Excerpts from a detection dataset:
····················

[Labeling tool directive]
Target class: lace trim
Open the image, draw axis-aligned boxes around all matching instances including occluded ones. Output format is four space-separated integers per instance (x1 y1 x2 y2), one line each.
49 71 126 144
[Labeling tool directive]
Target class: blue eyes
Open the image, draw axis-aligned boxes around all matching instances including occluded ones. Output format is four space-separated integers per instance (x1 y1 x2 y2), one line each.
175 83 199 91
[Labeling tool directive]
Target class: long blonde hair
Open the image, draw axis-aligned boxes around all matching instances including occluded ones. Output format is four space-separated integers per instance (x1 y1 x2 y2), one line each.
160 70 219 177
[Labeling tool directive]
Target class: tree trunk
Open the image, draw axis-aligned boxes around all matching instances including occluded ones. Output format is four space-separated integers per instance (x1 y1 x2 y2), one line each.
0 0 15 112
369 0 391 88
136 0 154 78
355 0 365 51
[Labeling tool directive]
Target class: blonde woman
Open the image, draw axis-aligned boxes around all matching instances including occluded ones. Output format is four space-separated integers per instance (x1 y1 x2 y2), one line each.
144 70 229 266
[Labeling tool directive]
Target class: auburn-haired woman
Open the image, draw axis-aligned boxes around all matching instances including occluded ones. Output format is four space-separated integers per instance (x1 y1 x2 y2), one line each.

····················

Put the lines of the listing, from its start through the line containing "355 0 365 51", into a JSON list of strings with one string per line, leaving out blank lines.

# [Exercise result]
[
  "[Labeling tool directive]",
  "Target class: lace trim",
  "Open the image, draw axis-aligned boxes around all matching instances including occluded ones. Output format is four space-separated integers per instance (x1 y1 x2 y2), one line each.",
  "49 71 126 144",
  "[Labeling tool directive]",
  "Target class: blue eyes",
  "Open the image, draw axis-aligned boxes around all matching instances including occluded ones. Output format is four space-separated integers per instance (x1 y1 x2 y2), one line each.",
  "175 83 199 91",
  "[Labeling tool directive]",
  "Target class: long blonde hair",
  "Open the image, draw axis-aligned boxes around all matching instances including occluded ones. Output format is four space-separated integers per instance (x1 y1 x2 y2), one line each.",
  "160 70 219 177",
  "[Labeling tool directive]",
  "Target class: tree trunk",
  "Open the image, draw axis-aligned boxes around all matching instances including occluded ones. Output format is four space-separated integers per instance (x1 y1 x2 y2), one line each.",
  "0 0 15 112",
  "369 0 391 88",
  "136 0 154 78",
  "355 0 365 51"
]